## Material for this exercise

'''

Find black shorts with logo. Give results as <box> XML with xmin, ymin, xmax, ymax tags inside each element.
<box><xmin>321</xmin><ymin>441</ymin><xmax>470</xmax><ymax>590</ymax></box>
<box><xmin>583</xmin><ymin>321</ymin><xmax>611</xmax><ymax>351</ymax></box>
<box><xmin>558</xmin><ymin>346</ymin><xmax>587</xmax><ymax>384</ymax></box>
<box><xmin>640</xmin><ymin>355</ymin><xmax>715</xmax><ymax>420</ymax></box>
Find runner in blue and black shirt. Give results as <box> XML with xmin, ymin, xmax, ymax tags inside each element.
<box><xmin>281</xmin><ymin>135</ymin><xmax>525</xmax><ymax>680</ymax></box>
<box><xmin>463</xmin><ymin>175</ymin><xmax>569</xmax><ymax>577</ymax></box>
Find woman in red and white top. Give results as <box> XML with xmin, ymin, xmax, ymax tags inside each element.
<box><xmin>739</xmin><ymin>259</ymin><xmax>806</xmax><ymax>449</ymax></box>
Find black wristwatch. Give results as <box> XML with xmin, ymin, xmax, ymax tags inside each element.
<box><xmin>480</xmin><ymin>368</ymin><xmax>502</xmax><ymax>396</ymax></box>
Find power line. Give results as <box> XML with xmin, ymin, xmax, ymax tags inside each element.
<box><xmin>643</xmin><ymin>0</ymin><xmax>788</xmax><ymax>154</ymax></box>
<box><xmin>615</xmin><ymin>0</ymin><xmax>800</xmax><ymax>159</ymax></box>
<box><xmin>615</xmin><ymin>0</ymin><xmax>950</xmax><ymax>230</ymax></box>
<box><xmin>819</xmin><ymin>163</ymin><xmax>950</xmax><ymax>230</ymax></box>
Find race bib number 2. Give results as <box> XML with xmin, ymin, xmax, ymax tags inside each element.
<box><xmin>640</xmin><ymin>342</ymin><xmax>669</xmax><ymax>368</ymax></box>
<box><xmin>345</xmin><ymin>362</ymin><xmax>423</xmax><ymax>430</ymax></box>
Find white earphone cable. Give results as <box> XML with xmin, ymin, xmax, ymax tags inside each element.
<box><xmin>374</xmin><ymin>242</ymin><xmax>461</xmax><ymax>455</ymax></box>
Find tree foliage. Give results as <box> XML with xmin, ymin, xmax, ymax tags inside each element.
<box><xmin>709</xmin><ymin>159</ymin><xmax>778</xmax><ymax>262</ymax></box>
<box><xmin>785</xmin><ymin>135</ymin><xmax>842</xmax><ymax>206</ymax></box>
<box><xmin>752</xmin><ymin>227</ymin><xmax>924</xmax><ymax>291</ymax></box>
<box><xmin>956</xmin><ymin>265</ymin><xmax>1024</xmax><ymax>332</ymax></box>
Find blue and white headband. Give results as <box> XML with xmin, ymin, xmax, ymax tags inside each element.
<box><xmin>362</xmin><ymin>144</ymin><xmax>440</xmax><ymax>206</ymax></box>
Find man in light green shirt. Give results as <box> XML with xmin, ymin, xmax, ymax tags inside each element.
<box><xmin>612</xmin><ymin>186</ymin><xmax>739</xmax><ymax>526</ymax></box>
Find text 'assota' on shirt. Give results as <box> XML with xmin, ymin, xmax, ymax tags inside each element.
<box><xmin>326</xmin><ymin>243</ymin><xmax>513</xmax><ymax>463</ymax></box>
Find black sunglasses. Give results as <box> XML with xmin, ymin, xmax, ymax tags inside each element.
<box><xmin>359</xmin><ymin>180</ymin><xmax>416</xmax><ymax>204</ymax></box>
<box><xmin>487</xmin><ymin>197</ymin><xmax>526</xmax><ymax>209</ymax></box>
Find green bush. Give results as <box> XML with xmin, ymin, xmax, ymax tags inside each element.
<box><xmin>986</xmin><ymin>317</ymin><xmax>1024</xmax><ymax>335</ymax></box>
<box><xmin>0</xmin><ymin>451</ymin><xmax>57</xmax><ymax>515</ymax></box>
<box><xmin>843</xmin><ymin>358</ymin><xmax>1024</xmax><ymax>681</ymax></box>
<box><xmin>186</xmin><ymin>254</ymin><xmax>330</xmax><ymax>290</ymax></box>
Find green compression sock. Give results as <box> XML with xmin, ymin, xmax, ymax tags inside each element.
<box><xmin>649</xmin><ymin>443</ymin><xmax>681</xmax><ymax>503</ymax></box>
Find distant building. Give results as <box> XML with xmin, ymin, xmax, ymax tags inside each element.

'''

Report how many lines in the listing above contain the word "white". Give only the number.

## The answer
3